::: GIVEN PASSAGE

Adam Frans van der Meulen or Adam-François van der Meulen (11 January 163215 October 1690) was a Flemish painter and draughtsman who was particularly known for his scenes of military campaigns and conquests. Van der Meulen also painted portraits, hunting scenes, paintings of chateaux and landscapes. He created designs for prints and cartoons for tapestries.

He worked in the service of the French king Louis XIV for whom he painted his victories, his new possessions and portraits.

Life

Adam Frans van der Meulen was born in Brussels where he was baptized on 11 January 1632. He was the eldest of the seven children of Pieter van der Meulen and his second wife Maria van Steenwegen. He was also known for depicting courtly retinues mounted on their horses. His reputation for this type of scene as well as his skill in the painting of horses reached France. This led to the artist being called to Paris where he entered into the service of Louis XIV on 1 April 1664.

::::::
::: THE DATA

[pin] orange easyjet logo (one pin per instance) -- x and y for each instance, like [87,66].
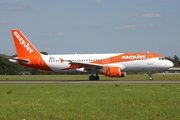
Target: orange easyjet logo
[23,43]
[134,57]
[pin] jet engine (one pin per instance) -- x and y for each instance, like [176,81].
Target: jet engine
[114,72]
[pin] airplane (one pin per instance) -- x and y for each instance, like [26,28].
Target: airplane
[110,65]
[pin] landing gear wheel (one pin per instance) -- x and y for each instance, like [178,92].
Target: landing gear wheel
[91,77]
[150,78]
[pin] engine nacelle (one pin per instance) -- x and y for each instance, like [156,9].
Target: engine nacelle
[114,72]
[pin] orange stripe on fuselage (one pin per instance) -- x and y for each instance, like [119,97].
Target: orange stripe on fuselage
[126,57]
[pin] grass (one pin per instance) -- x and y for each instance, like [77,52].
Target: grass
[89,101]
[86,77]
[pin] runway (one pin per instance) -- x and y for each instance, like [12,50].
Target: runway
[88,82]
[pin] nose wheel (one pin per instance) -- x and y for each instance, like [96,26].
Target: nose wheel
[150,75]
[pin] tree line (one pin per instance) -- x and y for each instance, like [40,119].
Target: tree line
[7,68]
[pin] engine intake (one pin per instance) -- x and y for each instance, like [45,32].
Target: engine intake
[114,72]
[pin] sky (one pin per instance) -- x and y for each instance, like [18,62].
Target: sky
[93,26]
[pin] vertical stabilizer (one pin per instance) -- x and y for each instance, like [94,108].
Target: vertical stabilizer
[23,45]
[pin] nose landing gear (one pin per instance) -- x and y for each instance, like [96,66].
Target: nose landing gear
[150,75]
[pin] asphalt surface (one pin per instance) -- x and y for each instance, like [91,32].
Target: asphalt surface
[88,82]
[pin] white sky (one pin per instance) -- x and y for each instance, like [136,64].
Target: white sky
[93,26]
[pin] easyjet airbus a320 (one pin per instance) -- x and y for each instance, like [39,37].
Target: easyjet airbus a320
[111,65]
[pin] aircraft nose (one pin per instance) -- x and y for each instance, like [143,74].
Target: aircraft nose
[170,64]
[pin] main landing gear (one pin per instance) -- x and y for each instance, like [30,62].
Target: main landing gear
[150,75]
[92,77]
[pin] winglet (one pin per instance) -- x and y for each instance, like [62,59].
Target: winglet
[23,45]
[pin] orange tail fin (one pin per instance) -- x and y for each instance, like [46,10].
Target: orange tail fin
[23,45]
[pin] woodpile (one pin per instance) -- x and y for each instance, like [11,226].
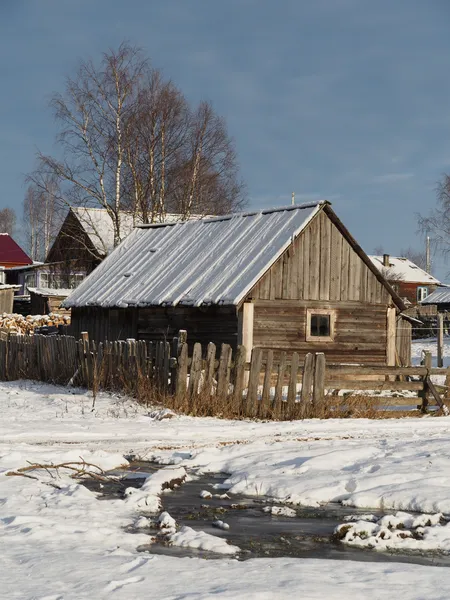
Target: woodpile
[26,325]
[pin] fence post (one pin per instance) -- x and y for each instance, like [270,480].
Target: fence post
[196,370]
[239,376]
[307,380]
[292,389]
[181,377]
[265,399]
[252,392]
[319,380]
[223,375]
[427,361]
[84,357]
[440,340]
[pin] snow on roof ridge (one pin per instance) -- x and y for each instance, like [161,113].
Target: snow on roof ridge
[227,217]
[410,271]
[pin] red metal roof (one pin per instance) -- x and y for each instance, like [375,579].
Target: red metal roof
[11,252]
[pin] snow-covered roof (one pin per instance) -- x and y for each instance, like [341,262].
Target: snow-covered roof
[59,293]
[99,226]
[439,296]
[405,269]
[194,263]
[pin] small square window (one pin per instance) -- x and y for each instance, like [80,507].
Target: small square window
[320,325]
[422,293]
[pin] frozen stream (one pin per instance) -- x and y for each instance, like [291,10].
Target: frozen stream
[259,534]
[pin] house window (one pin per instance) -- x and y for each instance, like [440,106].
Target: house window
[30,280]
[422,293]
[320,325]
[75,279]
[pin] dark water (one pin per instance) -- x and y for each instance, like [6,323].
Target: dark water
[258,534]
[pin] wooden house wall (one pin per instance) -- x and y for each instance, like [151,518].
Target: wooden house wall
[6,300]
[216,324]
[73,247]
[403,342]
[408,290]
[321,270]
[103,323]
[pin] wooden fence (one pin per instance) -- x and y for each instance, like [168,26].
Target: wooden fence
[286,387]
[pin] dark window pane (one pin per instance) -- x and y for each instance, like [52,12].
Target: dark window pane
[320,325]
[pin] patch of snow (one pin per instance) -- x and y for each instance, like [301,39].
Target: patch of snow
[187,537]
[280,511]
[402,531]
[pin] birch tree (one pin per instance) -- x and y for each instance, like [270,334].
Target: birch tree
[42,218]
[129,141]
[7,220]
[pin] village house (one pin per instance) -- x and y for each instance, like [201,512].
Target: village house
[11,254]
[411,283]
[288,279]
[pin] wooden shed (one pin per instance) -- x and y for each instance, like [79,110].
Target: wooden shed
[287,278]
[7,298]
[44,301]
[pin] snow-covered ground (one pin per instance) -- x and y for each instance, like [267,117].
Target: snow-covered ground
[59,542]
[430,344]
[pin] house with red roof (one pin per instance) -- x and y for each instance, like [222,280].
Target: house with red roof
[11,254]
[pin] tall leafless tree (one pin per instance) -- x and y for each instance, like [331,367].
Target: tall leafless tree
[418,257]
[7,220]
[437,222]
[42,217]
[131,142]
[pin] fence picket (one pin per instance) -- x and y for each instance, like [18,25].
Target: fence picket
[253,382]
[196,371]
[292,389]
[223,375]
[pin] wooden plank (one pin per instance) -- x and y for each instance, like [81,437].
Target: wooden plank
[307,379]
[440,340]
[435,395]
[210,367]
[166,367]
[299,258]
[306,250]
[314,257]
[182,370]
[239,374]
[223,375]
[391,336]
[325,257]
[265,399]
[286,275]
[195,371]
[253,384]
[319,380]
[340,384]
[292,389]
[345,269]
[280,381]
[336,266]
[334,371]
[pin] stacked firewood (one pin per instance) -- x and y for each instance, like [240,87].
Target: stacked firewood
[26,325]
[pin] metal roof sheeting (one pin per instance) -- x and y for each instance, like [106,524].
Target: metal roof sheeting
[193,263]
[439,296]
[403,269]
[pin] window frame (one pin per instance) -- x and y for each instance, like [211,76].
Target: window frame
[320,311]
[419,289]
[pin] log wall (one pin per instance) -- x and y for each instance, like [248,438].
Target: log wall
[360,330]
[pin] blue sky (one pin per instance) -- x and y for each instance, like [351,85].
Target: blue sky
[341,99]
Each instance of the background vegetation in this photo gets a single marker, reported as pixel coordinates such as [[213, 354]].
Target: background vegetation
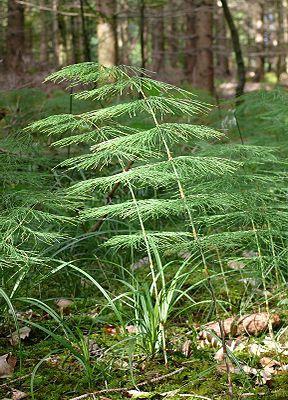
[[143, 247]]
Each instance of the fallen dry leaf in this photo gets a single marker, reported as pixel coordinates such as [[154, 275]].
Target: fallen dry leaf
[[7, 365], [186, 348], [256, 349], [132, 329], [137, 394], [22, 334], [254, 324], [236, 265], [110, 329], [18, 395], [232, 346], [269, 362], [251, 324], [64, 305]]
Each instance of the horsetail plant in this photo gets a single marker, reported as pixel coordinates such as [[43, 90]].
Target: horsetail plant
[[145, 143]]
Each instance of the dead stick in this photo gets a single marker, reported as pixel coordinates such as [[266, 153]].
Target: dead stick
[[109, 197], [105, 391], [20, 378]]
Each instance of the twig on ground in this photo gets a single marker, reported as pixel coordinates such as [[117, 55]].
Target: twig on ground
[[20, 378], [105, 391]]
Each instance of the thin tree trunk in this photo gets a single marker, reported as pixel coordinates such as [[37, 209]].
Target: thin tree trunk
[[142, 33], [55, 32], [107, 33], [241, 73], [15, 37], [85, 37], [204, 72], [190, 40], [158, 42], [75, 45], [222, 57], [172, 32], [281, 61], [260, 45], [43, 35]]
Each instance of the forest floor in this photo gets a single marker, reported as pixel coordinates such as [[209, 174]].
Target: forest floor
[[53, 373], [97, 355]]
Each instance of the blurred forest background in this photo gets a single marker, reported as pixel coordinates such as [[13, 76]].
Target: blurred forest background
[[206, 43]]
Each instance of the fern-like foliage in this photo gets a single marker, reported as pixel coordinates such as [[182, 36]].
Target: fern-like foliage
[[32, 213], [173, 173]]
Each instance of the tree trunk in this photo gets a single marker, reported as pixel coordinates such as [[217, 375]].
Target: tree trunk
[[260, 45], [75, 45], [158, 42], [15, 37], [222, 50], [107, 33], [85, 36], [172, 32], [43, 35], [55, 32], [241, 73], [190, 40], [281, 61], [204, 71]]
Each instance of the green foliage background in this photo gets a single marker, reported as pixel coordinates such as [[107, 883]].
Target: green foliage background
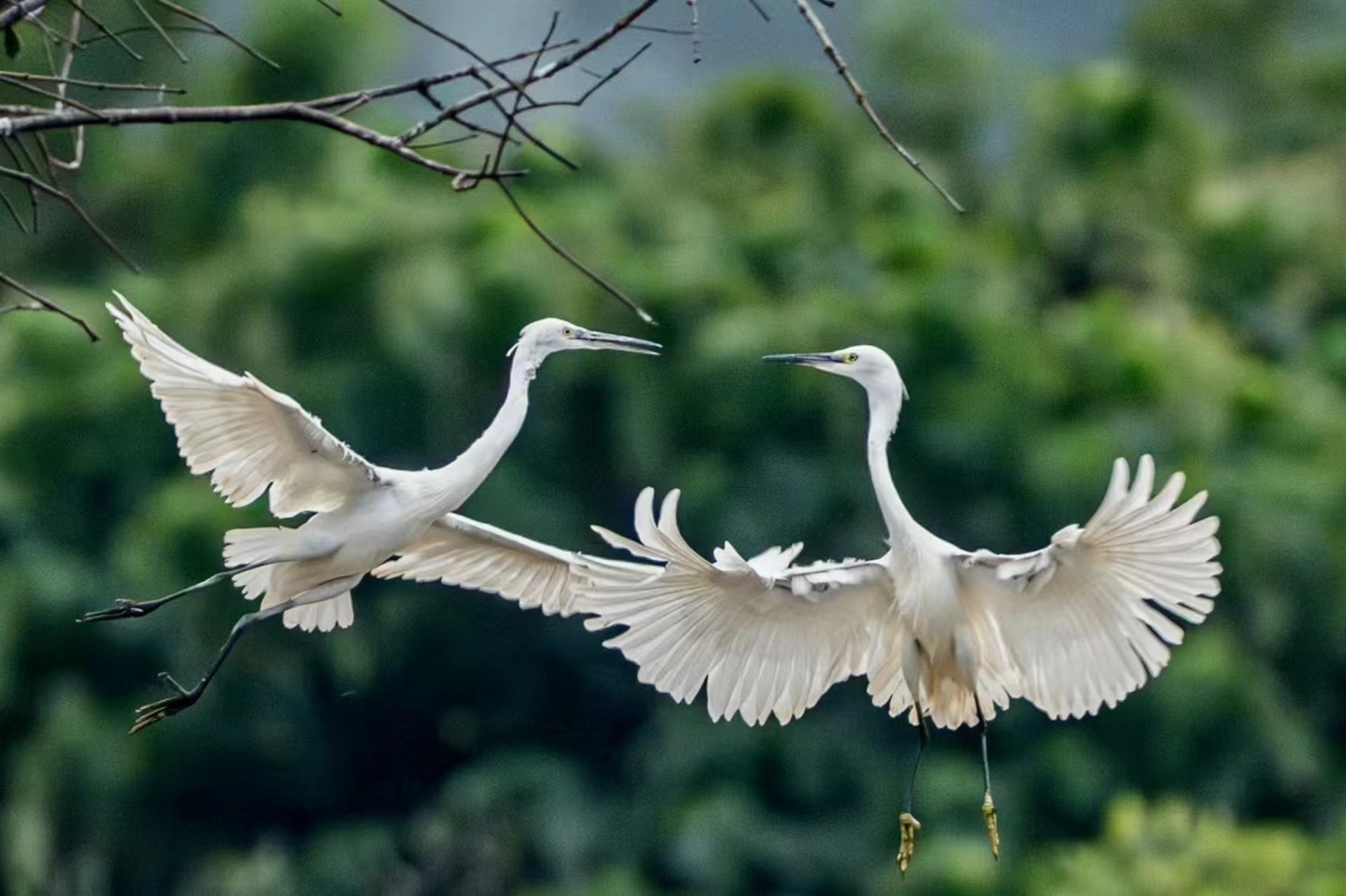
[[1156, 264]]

::::::
::: THE DATA

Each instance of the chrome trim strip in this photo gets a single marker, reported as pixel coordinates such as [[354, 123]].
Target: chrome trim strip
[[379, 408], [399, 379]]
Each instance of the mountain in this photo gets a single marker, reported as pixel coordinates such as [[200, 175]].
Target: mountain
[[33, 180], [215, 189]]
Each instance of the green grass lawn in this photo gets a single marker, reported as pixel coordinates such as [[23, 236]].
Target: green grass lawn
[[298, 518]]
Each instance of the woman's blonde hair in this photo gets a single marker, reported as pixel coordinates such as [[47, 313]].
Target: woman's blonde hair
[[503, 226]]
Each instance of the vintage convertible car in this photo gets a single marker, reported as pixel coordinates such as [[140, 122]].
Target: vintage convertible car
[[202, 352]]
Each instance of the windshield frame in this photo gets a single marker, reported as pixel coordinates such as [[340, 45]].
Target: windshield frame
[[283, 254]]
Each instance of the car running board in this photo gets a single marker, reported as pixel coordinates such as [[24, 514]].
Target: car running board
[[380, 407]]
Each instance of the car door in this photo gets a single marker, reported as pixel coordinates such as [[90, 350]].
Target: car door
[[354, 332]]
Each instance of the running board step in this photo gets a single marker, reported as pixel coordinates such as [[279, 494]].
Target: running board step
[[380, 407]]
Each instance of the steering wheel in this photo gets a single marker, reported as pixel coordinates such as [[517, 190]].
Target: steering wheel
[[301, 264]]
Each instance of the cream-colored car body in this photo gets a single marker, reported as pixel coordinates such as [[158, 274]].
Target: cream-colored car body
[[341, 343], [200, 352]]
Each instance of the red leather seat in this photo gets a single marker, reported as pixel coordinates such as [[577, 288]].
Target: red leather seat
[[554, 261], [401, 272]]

::::::

■ REQUIRED ACTIONS ■
A – Output the records from the line with "Each instance of the blurred" up to and including the line with "[[32, 213], [173, 173]]" as a two-column CSV headed request and answer, one row per request. Put each value in one quoted field, with line breaks replaced by spaces.
B – Write what comes next in the text about the painter Adam Frans van der Meulen.
The text and the records have nothing to do with each other.

■ THE RESULTS ■
A –
request,answer
"Each instance of the blurred forest background in this photo gets a single marker, reported as pixel coordinates such as [[13, 76]]. Target: blurred forest background","[[206, 43]]"
"Each instance of the fern-like foliage in this photo gets a single marker, reported as pixel coordinates such as [[182, 36]]. Target: fern-like foliage","[[32, 213], [173, 173]]"

B –
The court painter (Premier peintre du roi) Charles Le Brun had been put in charge of the Gobelins Manufactory, the royal tapestry works newly created in 1663, and was officially appointed its director on 8 March 1663. To realize Colbert's project of a series of tapestries on the king's military campaigns, Le Brun sought to surround himself with a team of painters who would be capable of translating his ideas into tapestries and van der Meulen was recruited to assist Le Brun in this project. Van der Meulen's reputation as a skilled painter of horses has been cited as one of the reasons why he was solicited to work in France. When van der Meulen worked on the design of 12 Gobelins representing the months for King Louis XIV, van der Meulen executed the smaller figures and part of the landscapes while the remainder of the landscapes was completed by Boudewijns and Abraham Genoels, another Flemish painter active in Paris. While in Paris, Boudewijns also engraved many of van der Meulen's compositions. Boudewijns married the sister of van der Meulen called Barbe or Barbara on 12 January 1670.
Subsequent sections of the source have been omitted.